# Is it over?



## Jun1or (Oct 17, 2010)

Say it aint so. Its been pretty quiet around here.


----------



## flounderslayerman (Jun 3, 2011)

Yes it is. They'll be back in march.


----------



## panhandleslim (Jan 11, 2013)

It's hunting season, they are all in the woods. Somebody has to go to make a report. It should be prime fishing right now with these temperatures and conditions. See what's biting and give us a report.


----------



## dsar592 (Oct 12, 2007)

I dont know if it was just me or what. But, this was the worst year I had for flounder gigging. I'm ready for spring.


----------



## flounderslayerman (Jun 3, 2011)

This season did suck. Only killed about half of what I got last year.


----------



## panhandleslim (Jan 11, 2013)

dsar592 said:


> I dont know if it was just me or what. But, this was the worst year I had for flounder gigging. I'm ready for spring.


Yea, probably just you. I'm going to change my handle to 'Floundernaysayer'.


----------



## recess (Oct 8, 2007)

Yep it's over . But they are offshore and ready to eat !!! But this year sucked gigging but was the best year for hook and line that we have seen .


----------



## LopeAlong (May 23, 2011)

Half!!! Damn come on here bragging why don't you. I was more like 1/4


----------



## Faithnfishin (Dec 5, 2010)

It was the pits! Wonder if I can load up on sheepies.


----------



## daylate (Feb 22, 2012)

Heard from several divers that said they were thick in the bay near the pass about 2 months ago. My theory is they tried to move back into the bay but all that fouled nasty tea colored water we had this year stopped them from getting very far. Then they didn't have far to go to get back out and that made the run just a short burst that most people did not see because it happened during rough water conditions. I saw one night of it when I was wading and it was intense but short lived. No boats could get out that night. Maybe next year will be banner because of the light harvest this year.


----------



## CountryFolksCanSurvive22 (Dec 3, 2010)

I think that is a good theory day late. I did 10 times better on rod n reel then gigging. Saw some studs but it was all within a week or so span then they were gone.


----------

= WHAT YOU WILL DO =
Copy the flounder-gigging thread starting at "## dsar592 (Oct" and ending at "got last year.", and switch "spring" to "summer" throughout.

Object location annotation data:
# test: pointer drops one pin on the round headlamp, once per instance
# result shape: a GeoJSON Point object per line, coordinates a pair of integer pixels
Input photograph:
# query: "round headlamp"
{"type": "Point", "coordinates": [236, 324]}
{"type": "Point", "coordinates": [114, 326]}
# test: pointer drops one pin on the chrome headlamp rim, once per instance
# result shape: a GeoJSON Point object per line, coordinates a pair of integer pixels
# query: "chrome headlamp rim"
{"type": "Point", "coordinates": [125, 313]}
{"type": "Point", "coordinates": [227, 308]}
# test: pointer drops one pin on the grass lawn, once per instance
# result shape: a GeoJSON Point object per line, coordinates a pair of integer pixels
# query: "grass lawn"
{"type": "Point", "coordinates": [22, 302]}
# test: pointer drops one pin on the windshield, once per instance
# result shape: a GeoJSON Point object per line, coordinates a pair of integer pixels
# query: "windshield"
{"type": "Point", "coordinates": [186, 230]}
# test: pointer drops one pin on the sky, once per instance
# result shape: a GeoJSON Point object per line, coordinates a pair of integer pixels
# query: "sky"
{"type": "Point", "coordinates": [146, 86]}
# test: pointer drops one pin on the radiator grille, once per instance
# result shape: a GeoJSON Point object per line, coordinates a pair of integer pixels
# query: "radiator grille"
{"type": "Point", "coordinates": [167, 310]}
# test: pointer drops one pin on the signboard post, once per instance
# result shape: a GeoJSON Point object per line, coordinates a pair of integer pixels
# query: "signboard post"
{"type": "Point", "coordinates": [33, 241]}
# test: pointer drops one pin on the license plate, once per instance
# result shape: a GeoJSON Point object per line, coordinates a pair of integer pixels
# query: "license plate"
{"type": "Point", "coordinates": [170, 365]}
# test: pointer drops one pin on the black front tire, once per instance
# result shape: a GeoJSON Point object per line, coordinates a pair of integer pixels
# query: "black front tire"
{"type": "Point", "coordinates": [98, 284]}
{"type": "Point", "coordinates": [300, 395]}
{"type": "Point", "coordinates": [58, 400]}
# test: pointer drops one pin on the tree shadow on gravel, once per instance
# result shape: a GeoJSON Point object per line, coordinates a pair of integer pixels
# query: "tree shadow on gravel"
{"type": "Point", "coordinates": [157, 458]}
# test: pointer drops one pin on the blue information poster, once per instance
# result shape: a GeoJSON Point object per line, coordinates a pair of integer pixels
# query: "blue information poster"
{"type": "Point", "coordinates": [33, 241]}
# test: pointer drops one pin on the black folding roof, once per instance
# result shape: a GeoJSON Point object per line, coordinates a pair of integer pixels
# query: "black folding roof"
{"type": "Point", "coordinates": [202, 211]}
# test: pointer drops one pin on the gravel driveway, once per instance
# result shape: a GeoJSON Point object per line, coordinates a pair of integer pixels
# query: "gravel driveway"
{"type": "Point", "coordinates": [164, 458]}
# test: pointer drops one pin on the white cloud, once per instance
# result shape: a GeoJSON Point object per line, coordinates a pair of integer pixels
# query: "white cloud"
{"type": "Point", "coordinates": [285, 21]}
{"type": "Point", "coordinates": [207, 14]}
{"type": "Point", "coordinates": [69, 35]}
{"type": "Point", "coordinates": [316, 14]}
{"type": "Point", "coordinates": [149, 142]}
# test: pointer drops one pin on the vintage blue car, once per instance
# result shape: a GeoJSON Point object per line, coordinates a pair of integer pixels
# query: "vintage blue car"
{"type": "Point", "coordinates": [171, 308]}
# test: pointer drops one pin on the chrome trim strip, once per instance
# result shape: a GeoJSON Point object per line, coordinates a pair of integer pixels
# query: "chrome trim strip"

= RESPONSE TO THIS EXERCISE =
## dsar592 (Oct 12, 2007)

I dont know if it was just me or what. But, this was the worst year I had for flounder gigging. I'm ready for summer.


----------



## flounderslayerman (Jun 3, 2011)

This season did suck. Only killed about half of what I got last year.